* **WORK REQUIRED**:
Please show each line below that contains the string "blade"; case matters.

* **DATASET ROWS**:

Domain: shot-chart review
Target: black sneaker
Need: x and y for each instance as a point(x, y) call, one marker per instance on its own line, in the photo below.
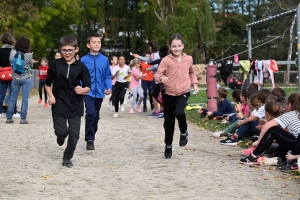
point(144, 109)
point(67, 162)
point(229, 141)
point(90, 145)
point(249, 160)
point(290, 166)
point(183, 139)
point(60, 141)
point(168, 151)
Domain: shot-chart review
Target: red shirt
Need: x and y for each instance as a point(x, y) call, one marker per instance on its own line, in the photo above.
point(43, 72)
point(149, 76)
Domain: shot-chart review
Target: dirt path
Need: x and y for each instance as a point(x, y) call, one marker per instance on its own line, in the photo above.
point(128, 163)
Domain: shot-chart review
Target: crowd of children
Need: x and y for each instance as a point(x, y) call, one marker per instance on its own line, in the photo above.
point(269, 119)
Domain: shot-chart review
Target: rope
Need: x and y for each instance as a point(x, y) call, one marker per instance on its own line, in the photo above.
point(249, 49)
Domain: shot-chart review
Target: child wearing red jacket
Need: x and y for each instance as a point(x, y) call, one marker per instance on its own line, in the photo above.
point(43, 69)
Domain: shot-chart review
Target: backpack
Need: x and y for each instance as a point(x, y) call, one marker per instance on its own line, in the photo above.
point(18, 63)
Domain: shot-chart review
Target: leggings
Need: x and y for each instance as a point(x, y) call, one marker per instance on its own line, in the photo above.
point(41, 86)
point(135, 92)
point(120, 91)
point(285, 140)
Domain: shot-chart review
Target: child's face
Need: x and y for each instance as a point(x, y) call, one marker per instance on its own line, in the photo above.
point(121, 61)
point(57, 55)
point(176, 47)
point(114, 61)
point(94, 45)
point(68, 52)
point(243, 99)
point(44, 63)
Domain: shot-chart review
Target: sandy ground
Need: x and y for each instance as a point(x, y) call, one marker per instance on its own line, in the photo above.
point(128, 163)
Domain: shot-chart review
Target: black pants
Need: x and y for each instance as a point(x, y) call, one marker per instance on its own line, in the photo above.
point(147, 90)
point(174, 108)
point(285, 140)
point(63, 130)
point(41, 86)
point(120, 91)
point(92, 116)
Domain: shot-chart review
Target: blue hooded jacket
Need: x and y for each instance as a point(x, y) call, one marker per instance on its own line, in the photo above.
point(99, 69)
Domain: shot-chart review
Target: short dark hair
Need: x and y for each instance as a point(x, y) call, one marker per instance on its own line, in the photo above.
point(252, 86)
point(278, 92)
point(23, 44)
point(8, 38)
point(163, 51)
point(176, 37)
point(91, 36)
point(236, 94)
point(223, 92)
point(262, 94)
point(154, 46)
point(68, 40)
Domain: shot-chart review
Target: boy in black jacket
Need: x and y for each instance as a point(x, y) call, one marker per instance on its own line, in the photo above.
point(71, 80)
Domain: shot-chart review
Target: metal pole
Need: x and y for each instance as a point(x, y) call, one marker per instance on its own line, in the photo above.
point(298, 45)
point(249, 50)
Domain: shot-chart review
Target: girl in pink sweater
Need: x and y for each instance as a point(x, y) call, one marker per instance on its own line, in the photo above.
point(177, 74)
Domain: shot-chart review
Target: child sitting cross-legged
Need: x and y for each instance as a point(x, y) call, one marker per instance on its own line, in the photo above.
point(224, 106)
point(251, 122)
point(242, 111)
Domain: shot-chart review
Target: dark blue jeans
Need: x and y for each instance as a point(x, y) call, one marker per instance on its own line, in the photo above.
point(92, 116)
point(245, 127)
point(62, 130)
point(146, 85)
point(5, 86)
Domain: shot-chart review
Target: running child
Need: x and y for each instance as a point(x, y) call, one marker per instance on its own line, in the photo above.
point(135, 86)
point(42, 76)
point(71, 80)
point(177, 81)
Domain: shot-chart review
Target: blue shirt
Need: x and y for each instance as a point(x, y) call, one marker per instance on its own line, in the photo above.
point(224, 107)
point(99, 69)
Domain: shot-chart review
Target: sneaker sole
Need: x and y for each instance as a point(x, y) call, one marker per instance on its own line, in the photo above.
point(249, 163)
point(229, 144)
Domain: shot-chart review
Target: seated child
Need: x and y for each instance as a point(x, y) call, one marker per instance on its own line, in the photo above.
point(251, 122)
point(224, 106)
point(242, 112)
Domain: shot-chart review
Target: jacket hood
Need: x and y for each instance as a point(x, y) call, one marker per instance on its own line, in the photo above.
point(7, 46)
point(172, 57)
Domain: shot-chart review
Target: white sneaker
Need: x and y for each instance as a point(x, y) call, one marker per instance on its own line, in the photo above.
point(218, 134)
point(17, 115)
point(122, 108)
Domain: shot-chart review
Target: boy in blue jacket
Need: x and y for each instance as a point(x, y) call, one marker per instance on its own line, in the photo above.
point(224, 106)
point(101, 85)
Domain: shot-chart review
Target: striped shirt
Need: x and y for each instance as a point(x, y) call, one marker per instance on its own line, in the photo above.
point(290, 121)
point(27, 65)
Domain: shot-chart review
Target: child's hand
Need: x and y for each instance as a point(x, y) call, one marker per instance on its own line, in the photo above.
point(107, 92)
point(254, 144)
point(259, 126)
point(78, 90)
point(240, 115)
point(262, 121)
point(238, 107)
point(51, 100)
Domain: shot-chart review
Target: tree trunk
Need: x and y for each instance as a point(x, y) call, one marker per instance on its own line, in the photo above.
point(290, 50)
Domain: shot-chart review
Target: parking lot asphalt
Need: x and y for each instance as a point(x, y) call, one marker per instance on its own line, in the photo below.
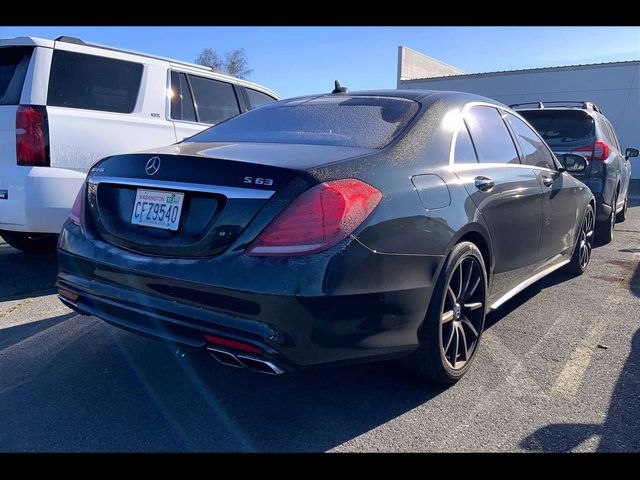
point(558, 370)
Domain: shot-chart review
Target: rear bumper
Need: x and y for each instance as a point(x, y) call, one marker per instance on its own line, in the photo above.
point(38, 199)
point(325, 322)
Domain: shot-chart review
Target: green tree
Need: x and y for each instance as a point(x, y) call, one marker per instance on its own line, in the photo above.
point(234, 63)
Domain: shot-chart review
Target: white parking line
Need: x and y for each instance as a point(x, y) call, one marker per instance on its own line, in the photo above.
point(571, 376)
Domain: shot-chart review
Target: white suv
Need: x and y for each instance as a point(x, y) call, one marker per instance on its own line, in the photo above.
point(65, 104)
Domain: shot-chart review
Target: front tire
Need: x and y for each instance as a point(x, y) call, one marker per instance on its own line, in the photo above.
point(31, 242)
point(584, 245)
point(451, 331)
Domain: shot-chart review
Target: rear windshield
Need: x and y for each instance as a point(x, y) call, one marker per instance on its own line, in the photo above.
point(562, 128)
point(14, 62)
point(365, 122)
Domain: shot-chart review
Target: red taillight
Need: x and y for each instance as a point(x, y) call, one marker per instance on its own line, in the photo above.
point(597, 151)
point(318, 219)
point(32, 136)
point(227, 342)
point(75, 215)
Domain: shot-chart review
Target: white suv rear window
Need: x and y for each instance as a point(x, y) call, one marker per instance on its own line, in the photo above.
point(14, 62)
point(93, 83)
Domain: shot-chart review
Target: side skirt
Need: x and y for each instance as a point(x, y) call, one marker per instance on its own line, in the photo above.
point(530, 281)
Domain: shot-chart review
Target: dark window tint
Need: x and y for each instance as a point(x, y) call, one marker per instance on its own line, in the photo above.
point(181, 101)
point(464, 151)
point(215, 101)
point(258, 98)
point(490, 136)
point(14, 62)
point(93, 83)
point(611, 134)
point(562, 129)
point(367, 122)
point(533, 148)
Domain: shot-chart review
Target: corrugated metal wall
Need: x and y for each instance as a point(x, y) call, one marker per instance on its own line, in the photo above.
point(613, 87)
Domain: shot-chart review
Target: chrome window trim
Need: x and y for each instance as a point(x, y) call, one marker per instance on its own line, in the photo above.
point(501, 109)
point(229, 192)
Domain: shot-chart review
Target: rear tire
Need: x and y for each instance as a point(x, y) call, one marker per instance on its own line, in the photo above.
point(622, 216)
point(31, 242)
point(451, 331)
point(604, 230)
point(584, 245)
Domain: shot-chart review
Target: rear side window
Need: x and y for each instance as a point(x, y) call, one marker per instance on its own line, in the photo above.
point(611, 134)
point(464, 151)
point(14, 62)
point(258, 98)
point(215, 101)
point(490, 136)
point(562, 129)
point(533, 149)
point(93, 83)
point(181, 101)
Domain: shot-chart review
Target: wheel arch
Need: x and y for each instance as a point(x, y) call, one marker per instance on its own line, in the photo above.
point(477, 234)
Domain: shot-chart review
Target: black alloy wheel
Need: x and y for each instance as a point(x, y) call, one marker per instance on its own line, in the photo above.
point(462, 314)
point(584, 244)
point(450, 334)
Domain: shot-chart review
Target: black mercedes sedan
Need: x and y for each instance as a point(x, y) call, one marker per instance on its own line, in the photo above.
point(329, 229)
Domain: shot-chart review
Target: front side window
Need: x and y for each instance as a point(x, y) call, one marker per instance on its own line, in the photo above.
point(533, 149)
point(215, 101)
point(490, 136)
point(93, 83)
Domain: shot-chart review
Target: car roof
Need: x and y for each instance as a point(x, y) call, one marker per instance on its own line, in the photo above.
point(418, 95)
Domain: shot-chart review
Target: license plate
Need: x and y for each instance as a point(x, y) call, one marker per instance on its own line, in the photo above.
point(157, 209)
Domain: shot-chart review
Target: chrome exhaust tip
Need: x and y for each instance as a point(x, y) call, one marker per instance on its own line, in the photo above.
point(260, 365)
point(225, 358)
point(255, 364)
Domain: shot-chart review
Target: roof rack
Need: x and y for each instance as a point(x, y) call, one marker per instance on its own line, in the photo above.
point(562, 103)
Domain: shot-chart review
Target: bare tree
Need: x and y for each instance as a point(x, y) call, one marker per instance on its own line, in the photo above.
point(234, 63)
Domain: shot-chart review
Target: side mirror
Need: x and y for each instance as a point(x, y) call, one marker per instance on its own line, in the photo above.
point(631, 152)
point(574, 163)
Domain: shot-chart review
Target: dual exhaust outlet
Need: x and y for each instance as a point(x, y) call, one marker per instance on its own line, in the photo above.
point(241, 360)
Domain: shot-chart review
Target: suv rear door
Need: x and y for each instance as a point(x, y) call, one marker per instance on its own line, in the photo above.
point(620, 163)
point(102, 103)
point(559, 198)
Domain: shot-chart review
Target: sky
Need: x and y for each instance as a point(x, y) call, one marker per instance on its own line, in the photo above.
point(304, 60)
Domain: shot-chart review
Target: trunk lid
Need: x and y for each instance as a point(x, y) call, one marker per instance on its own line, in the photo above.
point(224, 187)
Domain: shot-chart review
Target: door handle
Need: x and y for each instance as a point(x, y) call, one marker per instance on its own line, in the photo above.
point(484, 184)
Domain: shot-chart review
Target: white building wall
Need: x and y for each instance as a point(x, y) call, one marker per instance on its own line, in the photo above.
point(613, 87)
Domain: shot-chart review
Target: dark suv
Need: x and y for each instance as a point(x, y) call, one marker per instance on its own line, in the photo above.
point(581, 128)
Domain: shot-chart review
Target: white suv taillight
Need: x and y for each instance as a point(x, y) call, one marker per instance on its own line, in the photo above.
point(598, 151)
point(32, 136)
point(318, 219)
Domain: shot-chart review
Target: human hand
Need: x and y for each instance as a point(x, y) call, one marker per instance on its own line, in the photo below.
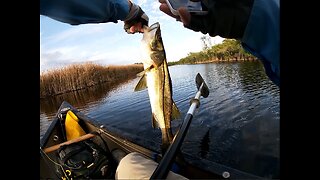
point(225, 18)
point(135, 20)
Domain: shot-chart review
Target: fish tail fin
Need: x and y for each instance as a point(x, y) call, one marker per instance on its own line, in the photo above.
point(175, 112)
point(154, 122)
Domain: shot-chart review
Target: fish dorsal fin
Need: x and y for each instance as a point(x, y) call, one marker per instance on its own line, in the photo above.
point(142, 84)
point(144, 71)
point(175, 112)
point(154, 122)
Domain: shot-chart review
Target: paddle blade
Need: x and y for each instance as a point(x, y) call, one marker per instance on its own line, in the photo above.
point(205, 89)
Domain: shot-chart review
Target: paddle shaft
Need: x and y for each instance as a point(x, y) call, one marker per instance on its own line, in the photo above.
point(81, 138)
point(162, 169)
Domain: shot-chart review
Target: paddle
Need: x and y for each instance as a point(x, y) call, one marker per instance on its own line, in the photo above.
point(163, 167)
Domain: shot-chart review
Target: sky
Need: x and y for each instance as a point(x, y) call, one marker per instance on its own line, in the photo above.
point(62, 44)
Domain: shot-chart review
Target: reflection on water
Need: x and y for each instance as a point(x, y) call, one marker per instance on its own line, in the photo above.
point(236, 125)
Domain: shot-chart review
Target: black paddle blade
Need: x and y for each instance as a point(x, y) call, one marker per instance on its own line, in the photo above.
point(205, 89)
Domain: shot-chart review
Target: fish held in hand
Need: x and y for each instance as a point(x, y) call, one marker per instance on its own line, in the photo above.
point(156, 78)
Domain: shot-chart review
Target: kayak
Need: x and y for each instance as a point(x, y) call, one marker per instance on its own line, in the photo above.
point(116, 147)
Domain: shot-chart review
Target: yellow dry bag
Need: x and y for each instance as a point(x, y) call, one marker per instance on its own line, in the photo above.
point(73, 129)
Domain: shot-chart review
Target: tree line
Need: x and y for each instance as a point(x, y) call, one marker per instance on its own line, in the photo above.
point(229, 50)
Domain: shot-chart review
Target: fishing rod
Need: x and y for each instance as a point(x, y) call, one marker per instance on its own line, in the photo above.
point(165, 164)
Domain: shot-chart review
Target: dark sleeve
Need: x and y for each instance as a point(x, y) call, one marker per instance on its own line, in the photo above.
point(76, 12)
point(225, 18)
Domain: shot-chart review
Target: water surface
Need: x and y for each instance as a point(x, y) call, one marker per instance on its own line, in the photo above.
point(236, 125)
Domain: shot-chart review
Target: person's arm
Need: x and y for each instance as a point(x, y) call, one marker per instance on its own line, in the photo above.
point(77, 12)
point(254, 22)
point(262, 36)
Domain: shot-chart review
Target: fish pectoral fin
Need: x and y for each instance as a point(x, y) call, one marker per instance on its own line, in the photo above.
point(175, 112)
point(154, 122)
point(142, 84)
point(142, 73)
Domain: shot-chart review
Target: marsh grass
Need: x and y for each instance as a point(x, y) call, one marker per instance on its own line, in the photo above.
point(80, 76)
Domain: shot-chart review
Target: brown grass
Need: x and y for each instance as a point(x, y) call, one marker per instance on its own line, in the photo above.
point(79, 76)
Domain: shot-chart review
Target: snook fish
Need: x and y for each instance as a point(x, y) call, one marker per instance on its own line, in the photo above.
point(157, 79)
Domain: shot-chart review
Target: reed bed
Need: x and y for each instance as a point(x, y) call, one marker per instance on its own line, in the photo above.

* **OUTPUT OF THE TASK**:
Target: paddle blade
Target: black paddle blade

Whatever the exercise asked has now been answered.